### Excerpted text
═══
There – warned. But that doesn’t mean that it won’t be fun. Well, the bits about the actual parties will be fun – hopefully evoking some happy memories in our (currently) drab lives. So let’s get on with it..


So, the first of the Northern Quarter Parties that I’m referring to, and the ones that you’re most likely to remember, began all the way back in 2011.

It was a rather odd time for me, I had just got back from a massive trip to South America and Japan, and I returned home to my mother’s house in a semi- emaciated state after sleeping on the streets of Osaka for a few days because I’d run out of money.

When I got back though, I was surprised to learn that the whole country was abuzz with one certain event – the marriage of Will & Kate – the future King & Queen of the British Empire.

Every supermarket advert and middle-class cul-de-sac had planned a massive street party to celebrate the day – watching the ceremony on the telly and then retiring to a huge table out on the street and getting hammered on gin, cucumber sandwiches and Will’s favourite crisps; Space Raiders.

The bars and venues of the Northern Quarter were also organising a street party, but as people elsewhere celebrated the wedding, they’ll be celebrating the NQ. It still featured a huge table snaking down the length of Edge Street though, as well as loads of stalls down the length of Thomas Street selling booze and food.

I wasn’t there though – I was sat at home drinking gin with my mum because she’d broken her leg – but I was at the next Northern Quarter Street Party – held just a couple of months later in September.

This second Street Party was massive, with around 10,000 people turning up over the course of two days, a massive list of DJs playing and all of the bars and restaurants in the area getting involved.

The whole event was hosted in reaction to the 2011 Summer Riots (remember them!?) – taking place just 2 weeks after people went apeshit in the city centre – as a show of solidarity for the city, as well as a chance to raise some money for the clean-up.

I remember it being a LOT of fun, super busy and it managed to maintain a rather intimate feel, even with so many people dotted about.

There was a real sense of community at this one – something that was most likely brought about with the riots that had taken place not just in Manchester but all over the UK.

With local bands and DJs on over three stages, Council spokesman Pat Karney spoke about the event afterwards “It was a great weekend. It had all the atmosphere of a mini-Glastonbury. There were 10,000 people there and they showed, unlike the disgraceful looters, that they love their city.


The next NQ Street Party managed to re-align itself perfectly with a sense of pride and patriotism, much like the first one on Will & Kate’s Wedding.
═══
### Written instruction A
Write out the part of the Northern Quarter street party text starting with "When I got back" and going on through "booze and food.".
═══
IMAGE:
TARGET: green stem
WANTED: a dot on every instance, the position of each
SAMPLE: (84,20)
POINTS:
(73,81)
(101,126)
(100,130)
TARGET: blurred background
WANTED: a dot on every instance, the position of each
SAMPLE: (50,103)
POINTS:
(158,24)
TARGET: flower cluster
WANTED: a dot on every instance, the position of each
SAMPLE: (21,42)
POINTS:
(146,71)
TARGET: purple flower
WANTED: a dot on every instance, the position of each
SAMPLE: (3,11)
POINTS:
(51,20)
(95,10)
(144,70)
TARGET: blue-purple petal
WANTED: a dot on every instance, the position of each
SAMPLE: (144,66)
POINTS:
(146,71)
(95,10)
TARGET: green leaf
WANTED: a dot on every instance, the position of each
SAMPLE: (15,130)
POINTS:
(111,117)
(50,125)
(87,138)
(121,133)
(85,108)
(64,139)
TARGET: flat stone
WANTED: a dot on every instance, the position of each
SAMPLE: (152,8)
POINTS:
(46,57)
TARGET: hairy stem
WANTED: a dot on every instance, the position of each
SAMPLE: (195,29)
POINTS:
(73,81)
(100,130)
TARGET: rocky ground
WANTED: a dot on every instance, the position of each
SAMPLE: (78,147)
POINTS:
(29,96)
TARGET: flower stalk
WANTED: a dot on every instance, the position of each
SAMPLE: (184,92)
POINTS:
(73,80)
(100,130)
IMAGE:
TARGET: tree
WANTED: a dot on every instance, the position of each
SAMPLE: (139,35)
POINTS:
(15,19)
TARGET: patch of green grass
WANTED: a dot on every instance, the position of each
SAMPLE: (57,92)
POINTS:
═══
### Written instruction B
How many lines of the listing contain the string "green"? Answer with the number alone.

### Exercise output A
When I got back though, I was surprised to learn that the whole country was abuzz with one certain event – the marriage of Will & Kate – the future King & Queen of the British Empire.

Every supermarket advert and middle-class cul-de-sac had planned a massive street party to celebrate the day – watching the ceremony on the telly and then retiring to a huge table out on the street and getting hammered on gin, cucumber sandwiches and Will’s favourite crisps; Space Raiders.

The bars and venues of the Northern Quarter were also organising a street party, but as people elsewhere celebrated the wedding, they’ll be celebrating the NQ. It still featured a huge table snaking down the length of Edge Street though, as well as loads of stalls down the length of Thomas Street selling booze and food.

### Exercise output B
3